> _Stated goal 1_:
Decide whether each statement below agrees with the passage on classifying sample points. Answer yes or no for each, and quote the words of the passage that decide it.
(a) The circle used for the classification has a radius of 1.0.
(b) The square root of the distance must be calculated to classify the points.
(c) The Batch_Size flow variable is added as a column by a Column Rename node.

> _Selected text_:
—————
8_Point_Classification

The distance calculation is simple since the circle’s center is at the origin (0,0) on the coordinate system. Furthermore, since the radius of the circle is 1.0, we do not even need to consider the square root of the distance since we are just classifying points based on whether or not they are more than 1.0 units from the origin. Since the square root of 1.0 is also 1.0, the squared distance measurement is all we need for our classification. This leaves us with the following distance calculation:

9_Distance_Calculation

And then we immediately flag the points based on their distance value by setting a Boolean column value as follows:

10_Point_Classification

This gives us a list of labeled sample points from which we can count the number of them that have been classified as being in the Approximate Pi (circle). We can also display the points in a scatter plot to visually verify that our classification logic was correct (again, see the scatter plot at the start of this article).

11_Sample_Rows

The final bit of processing in the individual batch loop is to count the number of points that were within the circle and store those alongside the total number of points in the batch. We do this with a Row Filter node to discard any points not in the circle and then a Group By node to count the remaining points. The Batch_Size flow variable is then added as a column to the result with a Variable To Table Column node and the column names are tidied up with a Column Rename node.
—————
> _Stated goal 2_: Identify every line in the records below that contains the string "mountain", and copy each of those lines.
—————
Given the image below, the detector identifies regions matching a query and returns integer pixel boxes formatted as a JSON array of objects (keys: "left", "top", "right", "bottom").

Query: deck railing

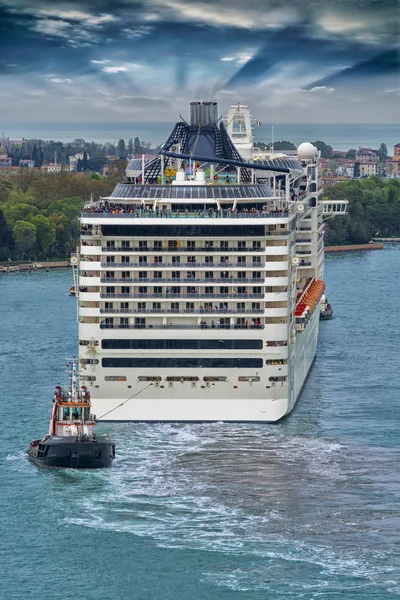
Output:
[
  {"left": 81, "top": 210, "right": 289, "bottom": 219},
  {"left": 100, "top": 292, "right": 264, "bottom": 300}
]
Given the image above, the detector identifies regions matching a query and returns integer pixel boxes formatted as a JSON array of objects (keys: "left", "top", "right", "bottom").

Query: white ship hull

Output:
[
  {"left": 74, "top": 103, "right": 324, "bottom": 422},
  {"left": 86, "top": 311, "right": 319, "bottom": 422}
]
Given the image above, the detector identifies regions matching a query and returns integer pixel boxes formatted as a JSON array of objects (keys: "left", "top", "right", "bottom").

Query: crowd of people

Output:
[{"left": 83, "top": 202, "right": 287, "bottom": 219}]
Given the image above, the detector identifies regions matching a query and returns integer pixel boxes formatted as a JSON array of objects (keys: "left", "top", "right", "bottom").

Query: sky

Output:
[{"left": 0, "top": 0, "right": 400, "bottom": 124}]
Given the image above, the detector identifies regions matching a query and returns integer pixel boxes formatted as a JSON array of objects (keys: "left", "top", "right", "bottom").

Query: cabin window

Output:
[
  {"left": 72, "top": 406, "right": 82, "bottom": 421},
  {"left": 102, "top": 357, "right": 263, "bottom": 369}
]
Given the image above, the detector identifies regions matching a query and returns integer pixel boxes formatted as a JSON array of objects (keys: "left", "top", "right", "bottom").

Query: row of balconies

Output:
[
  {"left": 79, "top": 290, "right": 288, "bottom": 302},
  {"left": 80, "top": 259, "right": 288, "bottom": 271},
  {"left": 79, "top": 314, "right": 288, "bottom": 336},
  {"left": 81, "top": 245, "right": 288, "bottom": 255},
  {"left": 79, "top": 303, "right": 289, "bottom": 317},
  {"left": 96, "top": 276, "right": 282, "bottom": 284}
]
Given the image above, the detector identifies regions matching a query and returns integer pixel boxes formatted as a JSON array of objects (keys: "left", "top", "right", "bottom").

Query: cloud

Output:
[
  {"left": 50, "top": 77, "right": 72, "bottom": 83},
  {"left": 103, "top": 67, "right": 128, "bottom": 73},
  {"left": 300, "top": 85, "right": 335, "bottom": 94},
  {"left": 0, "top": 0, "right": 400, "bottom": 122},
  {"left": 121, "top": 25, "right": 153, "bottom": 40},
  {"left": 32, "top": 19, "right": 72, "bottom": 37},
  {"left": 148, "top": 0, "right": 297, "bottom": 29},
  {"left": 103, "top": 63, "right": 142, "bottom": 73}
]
—————
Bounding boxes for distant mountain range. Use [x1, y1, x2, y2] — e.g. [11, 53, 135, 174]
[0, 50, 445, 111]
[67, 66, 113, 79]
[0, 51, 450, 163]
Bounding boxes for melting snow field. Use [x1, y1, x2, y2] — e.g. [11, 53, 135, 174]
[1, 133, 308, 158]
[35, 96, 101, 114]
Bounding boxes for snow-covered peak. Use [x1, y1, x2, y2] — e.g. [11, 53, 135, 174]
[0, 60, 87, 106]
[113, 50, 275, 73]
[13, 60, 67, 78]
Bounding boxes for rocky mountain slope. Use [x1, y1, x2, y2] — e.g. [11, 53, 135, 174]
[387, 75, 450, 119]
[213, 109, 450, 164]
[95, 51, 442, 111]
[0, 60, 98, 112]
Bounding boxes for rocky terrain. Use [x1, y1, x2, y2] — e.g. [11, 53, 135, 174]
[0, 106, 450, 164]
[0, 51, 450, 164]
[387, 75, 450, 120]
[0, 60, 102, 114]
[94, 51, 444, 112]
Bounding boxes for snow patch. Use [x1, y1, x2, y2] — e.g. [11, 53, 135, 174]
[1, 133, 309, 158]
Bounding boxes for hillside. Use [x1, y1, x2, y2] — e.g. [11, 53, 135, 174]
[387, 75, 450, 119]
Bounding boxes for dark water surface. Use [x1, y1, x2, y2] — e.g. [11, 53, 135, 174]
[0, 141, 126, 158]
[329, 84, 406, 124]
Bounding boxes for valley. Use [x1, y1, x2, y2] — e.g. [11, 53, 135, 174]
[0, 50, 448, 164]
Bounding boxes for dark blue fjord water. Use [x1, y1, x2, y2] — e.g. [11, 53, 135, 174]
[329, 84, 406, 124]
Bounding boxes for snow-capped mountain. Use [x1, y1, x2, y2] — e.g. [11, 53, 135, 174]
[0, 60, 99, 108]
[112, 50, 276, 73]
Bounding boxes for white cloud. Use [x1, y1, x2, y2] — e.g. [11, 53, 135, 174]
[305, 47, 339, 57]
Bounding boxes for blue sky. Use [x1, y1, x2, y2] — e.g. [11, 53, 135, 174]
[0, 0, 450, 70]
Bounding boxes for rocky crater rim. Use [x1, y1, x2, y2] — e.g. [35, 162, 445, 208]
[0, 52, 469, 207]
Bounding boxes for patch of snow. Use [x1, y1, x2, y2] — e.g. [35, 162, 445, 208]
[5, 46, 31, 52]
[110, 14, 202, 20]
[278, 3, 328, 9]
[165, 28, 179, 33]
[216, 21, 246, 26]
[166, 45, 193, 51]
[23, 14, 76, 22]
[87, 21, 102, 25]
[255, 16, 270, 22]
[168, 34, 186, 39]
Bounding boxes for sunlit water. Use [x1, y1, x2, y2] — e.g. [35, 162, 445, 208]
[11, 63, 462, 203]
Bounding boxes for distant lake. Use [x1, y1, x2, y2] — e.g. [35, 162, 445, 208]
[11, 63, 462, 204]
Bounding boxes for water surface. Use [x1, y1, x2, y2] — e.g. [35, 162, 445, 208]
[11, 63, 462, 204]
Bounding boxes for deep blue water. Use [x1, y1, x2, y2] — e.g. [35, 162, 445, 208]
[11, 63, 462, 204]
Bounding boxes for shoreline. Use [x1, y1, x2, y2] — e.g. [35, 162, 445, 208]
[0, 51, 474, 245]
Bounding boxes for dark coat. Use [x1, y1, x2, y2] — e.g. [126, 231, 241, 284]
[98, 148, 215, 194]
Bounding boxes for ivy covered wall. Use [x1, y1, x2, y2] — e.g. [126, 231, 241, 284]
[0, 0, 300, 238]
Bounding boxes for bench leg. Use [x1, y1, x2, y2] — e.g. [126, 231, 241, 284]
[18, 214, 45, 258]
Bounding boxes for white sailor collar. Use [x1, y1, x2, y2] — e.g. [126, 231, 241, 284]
—————
> _Expected output 1_:
(a) Yes: "since the radius of the circle is 1.0"
(b) No: "we do not even need to consider the square root of the distance"
(c) No: "The Batch_Size flow variable is then added as a column to the result with a Variable To Table Column node"

> _Expected output 2_:
Bounding boxes for distant mountain range. Use [x1, y1, x2, y2] — e.g. [11, 53, 135, 174]
Bounding boxes for rocky mountain slope. Use [x1, y1, x2, y2] — e.g. [11, 53, 135, 174]
Bounding boxes for snow-capped mountain. Use [x1, y1, x2, y2] — e.g. [11, 53, 135, 174]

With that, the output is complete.